* SOURCE EXTRACT
○ ○ ○ ○ ○ ○ ○
Interactive Streamlit application for tuning multiclass classification thresholds, visualising performance metrics, and exporting analysis artifacts.
This README summarises the current implementation, how to run the app, how to exercise the testing stack, and how to stress-test the system with the synthetic data tools bundled in this repository.
- Upload logits or probability CSVs in "wide" or "long" form, automatically infer column mappings, and optionally override selections via the sidebar.
- Apply activation functions (none, softmax, sigmoid, sigmoid_5) with per-class thresholding and fallbacks.
- Compute confusion matrices, ROC/PR curves, aggregated metrics, and Youden's J statistics with robust handling for zero-support classes.
- Export metrics, ROC figures, and prediction CSVs with consistent timestamps.
- Generate synthetic datasets with configurable edge cases (class imbalance, near-threshold noise, missing scores, extremes, duplicates).
app/main.py— Streamlit entrypoint and UI logic.app/utils/metrics.py— Metric aggregation, ROC/Youden handling, and summary dataclasses.app/utils/thresholds.py— Threshold application and optimal Youden threshold computation.app/utils/data_io.py— CSV loading, schema validation, and score matrix preparation.app/utils/plots.py— Confusion matrix and ROC figure generation.app/utils/exports.py— Metrics, figures, and predictions export helpers.tests/test_metrics.py&tests/test_thresholds.py— Focused regression coverage for metrics and threshold edge cases.tests/test_data_io.py— Column inference, selection, and score matrix preparation coverage.tests/generate_synthetic_data.py— CLI generator for synthetic datasets with optional edge-case injection.
○ ○ ○ ○ ○ ○ ○
* LISTED RECORDS
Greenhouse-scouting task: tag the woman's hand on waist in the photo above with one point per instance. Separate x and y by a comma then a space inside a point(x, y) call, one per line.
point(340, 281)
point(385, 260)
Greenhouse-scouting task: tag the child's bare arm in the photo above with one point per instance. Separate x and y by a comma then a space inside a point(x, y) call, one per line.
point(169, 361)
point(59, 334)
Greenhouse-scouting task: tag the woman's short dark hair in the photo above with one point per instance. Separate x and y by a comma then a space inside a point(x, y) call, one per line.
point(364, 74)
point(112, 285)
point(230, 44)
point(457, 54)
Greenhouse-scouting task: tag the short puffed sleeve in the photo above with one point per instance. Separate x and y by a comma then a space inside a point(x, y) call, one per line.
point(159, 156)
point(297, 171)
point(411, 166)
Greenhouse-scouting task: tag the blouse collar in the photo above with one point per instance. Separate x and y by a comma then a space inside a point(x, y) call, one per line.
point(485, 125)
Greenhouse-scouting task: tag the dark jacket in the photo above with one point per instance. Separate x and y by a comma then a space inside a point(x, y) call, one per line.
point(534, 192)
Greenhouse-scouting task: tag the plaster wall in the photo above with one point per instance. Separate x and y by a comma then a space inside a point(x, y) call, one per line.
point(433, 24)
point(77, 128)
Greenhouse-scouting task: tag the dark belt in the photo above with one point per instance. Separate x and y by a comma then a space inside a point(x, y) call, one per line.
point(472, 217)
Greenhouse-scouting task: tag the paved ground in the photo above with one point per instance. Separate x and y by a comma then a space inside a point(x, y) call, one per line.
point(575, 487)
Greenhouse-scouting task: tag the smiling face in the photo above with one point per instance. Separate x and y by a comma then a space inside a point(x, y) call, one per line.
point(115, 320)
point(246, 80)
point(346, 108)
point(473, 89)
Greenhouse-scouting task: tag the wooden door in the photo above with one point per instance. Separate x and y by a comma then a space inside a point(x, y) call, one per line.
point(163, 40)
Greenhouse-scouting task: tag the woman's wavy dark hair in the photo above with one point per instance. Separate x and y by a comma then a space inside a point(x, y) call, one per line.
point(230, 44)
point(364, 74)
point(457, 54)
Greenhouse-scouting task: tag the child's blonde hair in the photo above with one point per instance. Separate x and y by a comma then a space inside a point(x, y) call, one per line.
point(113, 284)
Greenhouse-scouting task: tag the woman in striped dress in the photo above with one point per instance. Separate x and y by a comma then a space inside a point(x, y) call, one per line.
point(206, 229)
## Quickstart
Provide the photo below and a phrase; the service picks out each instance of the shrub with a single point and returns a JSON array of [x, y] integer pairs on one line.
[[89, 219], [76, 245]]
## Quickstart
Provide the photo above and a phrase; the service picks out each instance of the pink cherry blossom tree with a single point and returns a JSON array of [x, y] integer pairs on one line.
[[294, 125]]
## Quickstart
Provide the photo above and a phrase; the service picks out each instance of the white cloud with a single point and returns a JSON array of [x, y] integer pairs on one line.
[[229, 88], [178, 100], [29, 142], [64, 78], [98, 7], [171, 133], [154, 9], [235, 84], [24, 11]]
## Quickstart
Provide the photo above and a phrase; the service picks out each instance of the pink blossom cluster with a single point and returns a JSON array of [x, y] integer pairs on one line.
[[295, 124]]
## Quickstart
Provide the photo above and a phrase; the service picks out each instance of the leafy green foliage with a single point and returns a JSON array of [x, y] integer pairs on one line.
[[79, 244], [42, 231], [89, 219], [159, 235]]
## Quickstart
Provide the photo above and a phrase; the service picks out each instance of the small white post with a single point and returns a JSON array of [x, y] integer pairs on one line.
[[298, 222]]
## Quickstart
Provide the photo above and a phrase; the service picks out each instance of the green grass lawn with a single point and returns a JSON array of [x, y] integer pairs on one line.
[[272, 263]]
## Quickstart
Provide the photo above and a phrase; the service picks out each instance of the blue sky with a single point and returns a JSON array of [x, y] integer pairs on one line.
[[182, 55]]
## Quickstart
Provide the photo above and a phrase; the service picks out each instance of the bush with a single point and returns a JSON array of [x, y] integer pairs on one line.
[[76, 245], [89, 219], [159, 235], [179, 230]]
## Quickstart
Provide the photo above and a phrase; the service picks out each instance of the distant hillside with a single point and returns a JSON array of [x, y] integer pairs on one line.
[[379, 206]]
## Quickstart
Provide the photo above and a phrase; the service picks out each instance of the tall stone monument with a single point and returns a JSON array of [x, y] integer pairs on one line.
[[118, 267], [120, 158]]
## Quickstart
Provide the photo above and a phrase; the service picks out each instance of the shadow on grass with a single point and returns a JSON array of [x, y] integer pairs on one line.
○ ○ ○ ○ ○ ○ ○
* INSTRUCTIONS
1/ From the README for the threshold-tuning app, list the edge cases that the synthetic dataset generator can be configured to include.
2/ Continue the README for the threshold-tuning app from where it stops.

* RESPONSES FOR EACH TASK
1/ class imbalance, near-threshold noise, missing scores, extremes, duplicates

2/
This project uses uv to manage Python execution. Install uv if it is not already available:
curl -LsSf https://astral.sh/uv/install.sh | shInstall the project dependencies (uv will create an isolated environment automatically):
uv sync- Ensure the dependency environment is prepared (see above).
- Start the application with uv:
source .venv/bin/activate
streamlit run app/main.py- Open the URL shown in the console (defaults to http://localhost:8502/) to interact with the UI.
Use this checklist while validating the UI with large synthetic datasets (e.g. tests/synthetic_data/synthetic_50k_wide.csv and tests/synthetic_data/synthetic_50k_long.csv):
- Data loading succeeds for both wide and long formats (auto delimiter detection works).
- Activation selection (none, softmax, sigmoid, sigmoid_5) updates the probability interpretation.
- Global and per-class threshold sliders respond immediately, including automatic Youden-derived modes.
- Metrics cards update accuracy / macro metrics; micro & macro AUC render as expected for missing-support classes.
- Confusion matrix, ROC overlays, and PR curves render without errors at 50k+ rows.
- Exports (metrics, ROC figures, confusion matrix, predictions) write files into
app/outputs/without exceptions.
A dedicated Column Mapping panel in the sidebar now guides dataset setup:
- The app inspects the uploaded CSV and proposes defaults for layout (wide vs. long), true label, sample identifier, and score columns.
- You can override any proposed column with dropdowns and multiselects—ideal when headers differ from the defaults (e.g.
ground_truth,probability,pred_label). - Changing mappings resets cached thresholds and filters to keep the UI aligned with the current dataset.
The resulting selection is passed to app/utils/data_io.py through ColumnSelection so downstream validation and preprocessing stay consistent.
- Recommended columns: a true-label column plus one score/logit column per class (
score_{class_name}/logit_{class_name}etc.). - Optional columns: sample identifiers or metadata (retained in exports).
- Example header:
sample_id,true_label,score_class_00,score_class_01,.... - If your headers differ, use the Column Mapping panel to identify the true label and score columns explicitly.
- Recommended columns: true label, predicted class/category, numeric score/logit per row.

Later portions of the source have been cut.